◆ **Task requirements**:
Rewrite all of the records below with "prairie dog" replaced by "ground squirrel" wherever it occurs, leaving everything else unchanged. Leave the pictures out of your answer.

◆ **Records supplied**:
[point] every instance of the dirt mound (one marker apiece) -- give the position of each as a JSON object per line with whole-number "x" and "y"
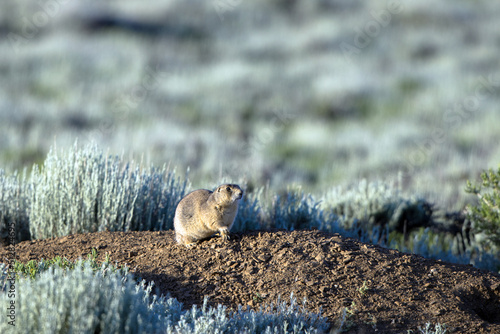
{"x": 381, "y": 289}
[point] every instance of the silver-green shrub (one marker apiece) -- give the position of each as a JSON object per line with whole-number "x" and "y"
{"x": 249, "y": 213}
{"x": 372, "y": 204}
{"x": 15, "y": 192}
{"x": 83, "y": 300}
{"x": 295, "y": 210}
{"x": 274, "y": 318}
{"x": 84, "y": 190}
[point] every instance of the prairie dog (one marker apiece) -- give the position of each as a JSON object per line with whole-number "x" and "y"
{"x": 202, "y": 213}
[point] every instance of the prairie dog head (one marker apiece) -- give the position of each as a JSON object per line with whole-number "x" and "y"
{"x": 228, "y": 194}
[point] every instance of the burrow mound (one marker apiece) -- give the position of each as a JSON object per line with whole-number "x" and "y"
{"x": 380, "y": 289}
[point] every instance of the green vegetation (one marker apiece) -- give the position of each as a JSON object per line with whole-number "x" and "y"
{"x": 32, "y": 268}
{"x": 84, "y": 190}
{"x": 79, "y": 297}
{"x": 486, "y": 215}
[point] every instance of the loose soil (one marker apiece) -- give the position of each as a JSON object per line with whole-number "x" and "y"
{"x": 382, "y": 290}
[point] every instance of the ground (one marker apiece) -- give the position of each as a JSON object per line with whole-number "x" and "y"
{"x": 382, "y": 290}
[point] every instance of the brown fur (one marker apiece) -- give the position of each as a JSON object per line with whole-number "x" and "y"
{"x": 202, "y": 213}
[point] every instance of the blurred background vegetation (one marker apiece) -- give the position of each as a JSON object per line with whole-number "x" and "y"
{"x": 318, "y": 94}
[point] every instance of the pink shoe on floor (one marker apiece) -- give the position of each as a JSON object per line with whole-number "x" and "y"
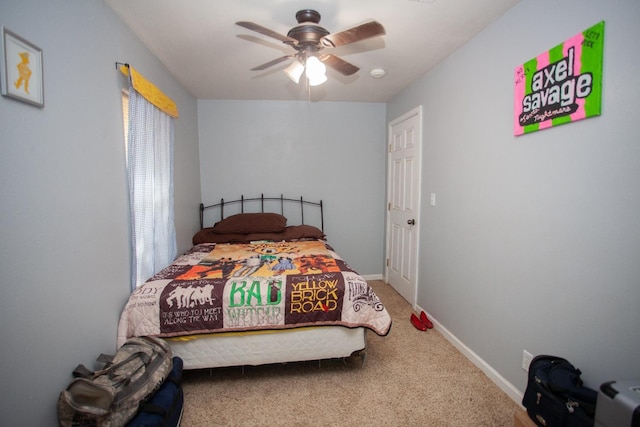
{"x": 425, "y": 320}
{"x": 417, "y": 323}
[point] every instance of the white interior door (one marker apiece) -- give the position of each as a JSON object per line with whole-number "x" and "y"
{"x": 403, "y": 203}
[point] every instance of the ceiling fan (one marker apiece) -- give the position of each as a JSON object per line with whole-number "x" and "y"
{"x": 309, "y": 39}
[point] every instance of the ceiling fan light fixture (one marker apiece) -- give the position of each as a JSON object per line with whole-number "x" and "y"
{"x": 294, "y": 71}
{"x": 315, "y": 71}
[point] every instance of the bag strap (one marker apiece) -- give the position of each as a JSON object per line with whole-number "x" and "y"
{"x": 81, "y": 371}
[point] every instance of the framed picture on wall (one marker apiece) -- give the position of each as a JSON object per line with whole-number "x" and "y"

◆ **Output of the task**:
[point] every instance of the dirt mound (one marker apiece) -- give the position of each as a JSON object per line with whole-number "x" and "y"
{"x": 381, "y": 289}
[point] every instance of the silver-green shrub (one marker apiece) -- give the position of each as a JSON object per line with whole-number "x" and "y"
{"x": 249, "y": 213}
{"x": 372, "y": 204}
{"x": 15, "y": 192}
{"x": 83, "y": 300}
{"x": 295, "y": 210}
{"x": 274, "y": 318}
{"x": 84, "y": 190}
[point] every instance of the ground squirrel (one marker apiece) -- give the position of each as a JSON object per line with whole-number "x" and "y"
{"x": 202, "y": 213}
[point] every instance of the ground squirrel head (one marker apiece) -- give the position of each as a JSON object per line with whole-number "x" and "y"
{"x": 228, "y": 194}
[point] every instance of the burrow mound (one marker apiece) -- give the position of each as a JSON object per line with whole-number "x" and "y"
{"x": 380, "y": 289}
[point] every instance of the green vegetation (one marker apiece) -- give the position of each as a JSON object per line with whole-number "x" and "y"
{"x": 32, "y": 268}
{"x": 84, "y": 190}
{"x": 79, "y": 297}
{"x": 486, "y": 215}
[point] every instance of the loose soil (one marker apiece) -- give the position of each as a JSON object per line with whole-number "x" and "y"
{"x": 382, "y": 290}
[point] every instance of the ground (one marker apiece) -- give the position of each as a JSON object per line with whole-number "x" and "y"
{"x": 382, "y": 290}
[point] every instance of the brown fur (one marker apiece) -- give the position of each as a JSON object per line with whole-number "x" and "y"
{"x": 202, "y": 213}
[point] every instance of the blurred background vegetation (one marker apiece) -- give the position of each as a JSON object per line with whole-number "x" and "y"
{"x": 318, "y": 94}
[point] every instance of the pink shoe on floor (one marker apiece) -- give the position of each as a JSON object per line with whole-number "x" and "y"
{"x": 425, "y": 320}
{"x": 417, "y": 323}
[point] every instance of the white interior door (one marker apiece) -- give the position of each as a JSON object per line with whole-number "x" and "y"
{"x": 403, "y": 203}
[point] every instance of the ceiling fan (one marker apiece) -- give the position of each as a JSON object per line with whole-number "x" and "y"
{"x": 309, "y": 39}
[point] every instance of the ceiling fan light fixture (one marker apiece) -- give the position of each as a JSON object per line with whole-number "x" and "y"
{"x": 294, "y": 71}
{"x": 315, "y": 71}
[point] every instance of the bag strap (one marker apiece) -- give the position of each as a JSON object per line with whole-number "x" and "y"
{"x": 81, "y": 371}
[point] every instance of the framed picture on wall (one marker apiece) -- give the position of each as a JSON object per line with whole-number "x" and "y"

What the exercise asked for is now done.